PAGE:
The respondent would contend that although the agreement was not
expressly terminated, the work had illegally been re-allotted to
another agency by the second appellant. The correctness or otherwise of
the said decision on the part of the second appellant was in question.
The High Court, therefore, arrived at a finding that as for all intent
and purport the agreement was terminated by Appellant No.2, he could
not assume the role of an arbitrator.
There cannot be any doubt whatsoever that an arbitration
agreement must contain the broad consensus between the parties that the
disputes and differences should be referred to a domestic tribunal.
The said domestic tribunal must be an impartial one. It is a well-
settled principle of law that a person cannot be a judge of his own
cause. It is further well-settled that justice should not only be done
but manifestly seen to be done.
Actual bias would lead to an automatic disqualification where the
decision maker is shown to have an interest in the outcome of the case.

WORK TO COMPLETE:
1 – According to the judgment excerpt, what quality must the domestic tribunal have?
2 – Using the judgment excerpt, explain why the High Court held that Appellant No.2 could not act as arbitrator.
3 – Carry the judgment excerpt forward from its final sentence about actual bias, keeping the same legal voice.
The entries that follow have no connection to the judgment excerpt.

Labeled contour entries
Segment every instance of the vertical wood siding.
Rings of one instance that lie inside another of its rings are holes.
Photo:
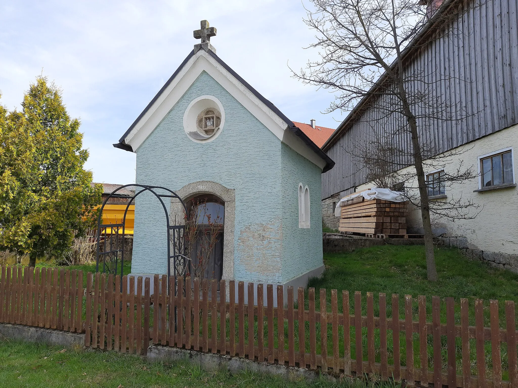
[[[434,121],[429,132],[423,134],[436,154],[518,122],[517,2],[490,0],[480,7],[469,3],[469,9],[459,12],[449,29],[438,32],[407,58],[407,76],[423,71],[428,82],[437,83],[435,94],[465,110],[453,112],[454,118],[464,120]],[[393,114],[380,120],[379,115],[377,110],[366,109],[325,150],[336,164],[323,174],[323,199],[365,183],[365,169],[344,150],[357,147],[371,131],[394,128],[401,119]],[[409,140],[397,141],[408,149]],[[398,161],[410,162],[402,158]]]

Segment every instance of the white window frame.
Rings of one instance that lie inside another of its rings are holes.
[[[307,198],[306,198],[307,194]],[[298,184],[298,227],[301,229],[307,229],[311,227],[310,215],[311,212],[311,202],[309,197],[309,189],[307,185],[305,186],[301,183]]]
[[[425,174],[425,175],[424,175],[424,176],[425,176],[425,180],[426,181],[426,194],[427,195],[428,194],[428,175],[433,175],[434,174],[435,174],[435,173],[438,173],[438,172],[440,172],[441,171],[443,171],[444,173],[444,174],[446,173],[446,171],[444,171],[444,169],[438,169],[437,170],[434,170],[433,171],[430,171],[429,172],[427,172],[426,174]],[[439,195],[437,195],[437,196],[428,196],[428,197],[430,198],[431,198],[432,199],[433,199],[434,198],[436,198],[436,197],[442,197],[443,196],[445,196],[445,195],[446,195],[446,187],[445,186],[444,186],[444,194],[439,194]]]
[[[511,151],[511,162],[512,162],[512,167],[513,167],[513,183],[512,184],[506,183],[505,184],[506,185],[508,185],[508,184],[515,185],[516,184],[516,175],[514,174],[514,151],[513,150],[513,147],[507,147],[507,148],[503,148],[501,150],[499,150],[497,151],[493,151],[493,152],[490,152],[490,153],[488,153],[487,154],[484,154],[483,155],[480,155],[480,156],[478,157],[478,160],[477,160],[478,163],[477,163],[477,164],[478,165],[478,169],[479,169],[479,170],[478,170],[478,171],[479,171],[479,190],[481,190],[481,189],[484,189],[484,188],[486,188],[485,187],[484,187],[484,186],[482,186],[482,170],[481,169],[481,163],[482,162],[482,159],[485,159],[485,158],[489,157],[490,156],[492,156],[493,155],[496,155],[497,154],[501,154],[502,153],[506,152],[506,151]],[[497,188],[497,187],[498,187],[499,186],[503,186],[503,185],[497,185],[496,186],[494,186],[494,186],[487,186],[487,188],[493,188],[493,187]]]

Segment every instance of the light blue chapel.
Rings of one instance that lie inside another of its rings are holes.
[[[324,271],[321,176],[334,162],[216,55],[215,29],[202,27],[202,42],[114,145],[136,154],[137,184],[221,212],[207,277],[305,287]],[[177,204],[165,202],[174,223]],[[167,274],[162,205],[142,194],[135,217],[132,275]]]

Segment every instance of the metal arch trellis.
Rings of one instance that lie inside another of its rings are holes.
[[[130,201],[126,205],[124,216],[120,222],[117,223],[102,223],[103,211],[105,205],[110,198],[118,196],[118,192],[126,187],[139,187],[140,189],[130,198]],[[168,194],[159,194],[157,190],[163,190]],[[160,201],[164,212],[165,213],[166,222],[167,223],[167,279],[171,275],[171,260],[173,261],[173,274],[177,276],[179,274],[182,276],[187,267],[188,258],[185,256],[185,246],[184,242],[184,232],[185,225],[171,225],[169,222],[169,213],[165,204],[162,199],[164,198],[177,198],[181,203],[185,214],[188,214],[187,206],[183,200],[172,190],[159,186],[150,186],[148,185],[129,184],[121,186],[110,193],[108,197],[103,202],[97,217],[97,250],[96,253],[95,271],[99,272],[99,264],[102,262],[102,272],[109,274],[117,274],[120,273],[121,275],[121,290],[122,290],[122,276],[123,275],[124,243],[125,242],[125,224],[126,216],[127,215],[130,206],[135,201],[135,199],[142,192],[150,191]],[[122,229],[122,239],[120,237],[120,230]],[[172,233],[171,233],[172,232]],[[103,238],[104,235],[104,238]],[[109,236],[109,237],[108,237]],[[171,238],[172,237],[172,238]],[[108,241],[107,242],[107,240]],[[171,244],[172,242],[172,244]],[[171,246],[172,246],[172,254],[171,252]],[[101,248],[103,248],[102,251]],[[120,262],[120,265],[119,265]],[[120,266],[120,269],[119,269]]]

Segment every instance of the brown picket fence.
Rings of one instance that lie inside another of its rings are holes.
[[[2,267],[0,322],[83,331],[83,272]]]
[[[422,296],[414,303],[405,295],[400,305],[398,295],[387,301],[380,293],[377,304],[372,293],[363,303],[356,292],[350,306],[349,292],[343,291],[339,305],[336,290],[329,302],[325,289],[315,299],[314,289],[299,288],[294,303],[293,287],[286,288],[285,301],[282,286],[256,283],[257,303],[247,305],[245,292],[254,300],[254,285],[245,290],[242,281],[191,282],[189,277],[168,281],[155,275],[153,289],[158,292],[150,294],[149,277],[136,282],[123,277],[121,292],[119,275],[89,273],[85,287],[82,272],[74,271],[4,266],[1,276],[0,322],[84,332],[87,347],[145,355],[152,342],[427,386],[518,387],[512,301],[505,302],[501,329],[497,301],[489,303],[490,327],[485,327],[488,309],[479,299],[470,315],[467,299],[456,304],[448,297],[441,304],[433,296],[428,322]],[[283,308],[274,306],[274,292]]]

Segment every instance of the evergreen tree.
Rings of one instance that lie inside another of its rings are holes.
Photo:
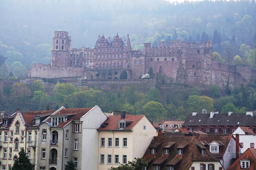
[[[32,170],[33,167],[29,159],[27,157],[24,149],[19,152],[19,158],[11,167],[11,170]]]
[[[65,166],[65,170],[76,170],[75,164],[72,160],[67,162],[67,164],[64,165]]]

EXERCISE RESULTS:
1 – It must be impartial.

2 – The respondent argued that the second appellant had illegally re-allotted the work to another agency, so the correctness of his own decision was in dispute. The High Court therefore found that he had, for all intent and purport, terminated the agreement and could not assume the role of arbitrator.

3 –
Actual bias denotes an arbitrator who allows a decision to be
influenced by partiality or prejudice and thereby deprives the litigant
of the fundamental right to a fair trial by an impartial tribunal.
The case at hand not only satisfies the test of real bias but
also satisfies the real danger as well as suspicion of bias. [See
Kumaon Mandal Vikas Nigam Ltd. vs. Girja Shankar Pant and Others
[(2001) 1 SCC 182].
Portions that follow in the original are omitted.